§ **ARBEITSAUFTRAG**
Gib die folgende Auflistung vollständig und Zeile für Zeile wieder, den Text zwischen den Koordinaten eingeschlossen, und erhöhe dabei jede Zahl in den Koordinaten der Begrenzungsrahmen um 69. Lass die Bilder in deiner Antwort weg.
#### EXTRAHIERTE DATEN
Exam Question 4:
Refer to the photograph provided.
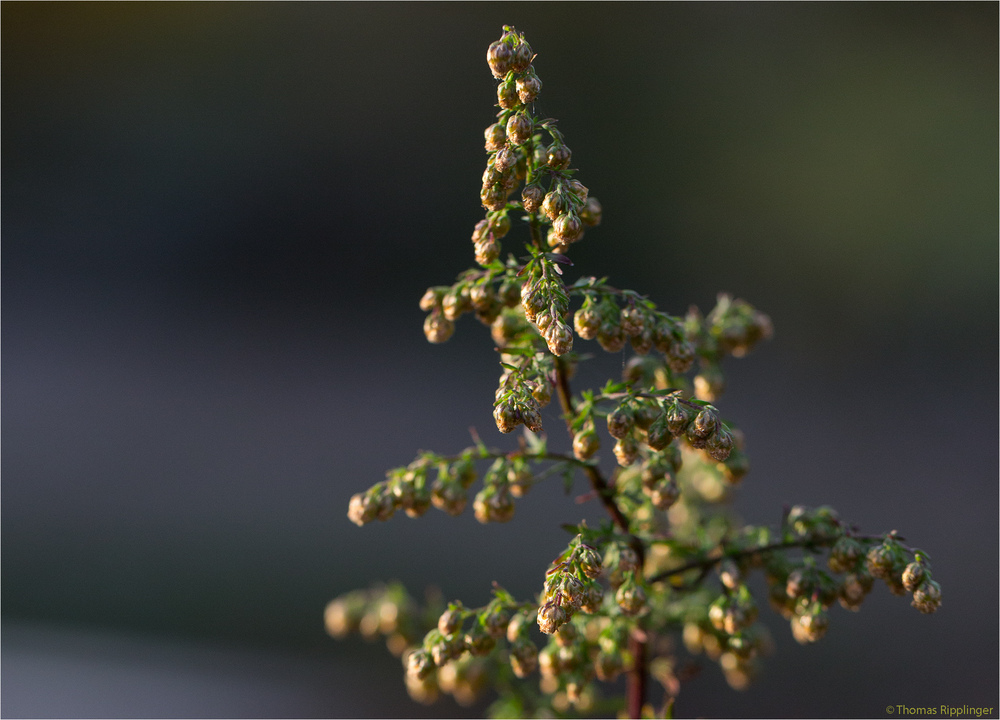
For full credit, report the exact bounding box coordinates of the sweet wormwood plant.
[325,27,941,718]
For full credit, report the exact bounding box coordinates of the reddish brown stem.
[555,357,646,718]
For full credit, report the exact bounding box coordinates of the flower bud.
[573,428,601,460]
[902,562,924,592]
[507,112,532,145]
[521,183,545,213]
[545,322,573,356]
[515,72,542,105]
[688,407,719,440]
[865,543,896,580]
[511,40,535,72]
[441,286,472,320]
[406,648,434,680]
[420,288,441,312]
[552,213,583,244]
[483,123,507,152]
[705,427,733,462]
[576,543,603,580]
[614,435,639,467]
[910,579,941,614]
[621,305,645,336]
[666,402,691,435]
[579,197,602,227]
[546,144,573,170]
[497,80,521,110]
[486,40,514,80]
[347,493,379,527]
[538,600,569,635]
[541,190,570,222]
[424,312,455,344]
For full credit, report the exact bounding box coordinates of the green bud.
########
§ **SCHRIFTLICHE LÖSUNG**
Exam Question 4:
Refer to the photograph provided.
For full credit, report the exact bounding box coordinates of the sweet wormwood plant.
[394,96,1010,787]
For full credit, report the exact bounding box coordinates of the reddish brown stem.
[624,426,715,787]
For full credit, report the exact bounding box coordinates of the flower bud.
[642,497,670,529]
[971,631,993,661]
[576,181,601,214]
[590,252,614,282]
[614,391,642,425]
[584,141,611,174]
[757,476,788,509]
[934,612,965,649]
[580,109,604,141]
[510,355,541,389]
[475,717,503,749]
[489,357,510,381]
[621,282,652,313]
[552,192,576,221]
[774,496,802,531]
[645,612,672,649]
[683,504,708,536]
[979,648,1010,683]
[690,374,714,405]
[735,471,760,504]
[648,266,671,296]
[615,213,642,239]
[566,149,590,179]
[555,109,583,149]
[416,562,448,596]
[607,669,638,704]
[610,259,639,291]
[493,381,524,413]
For full credit, report the exact bounding box coordinates of the green bud.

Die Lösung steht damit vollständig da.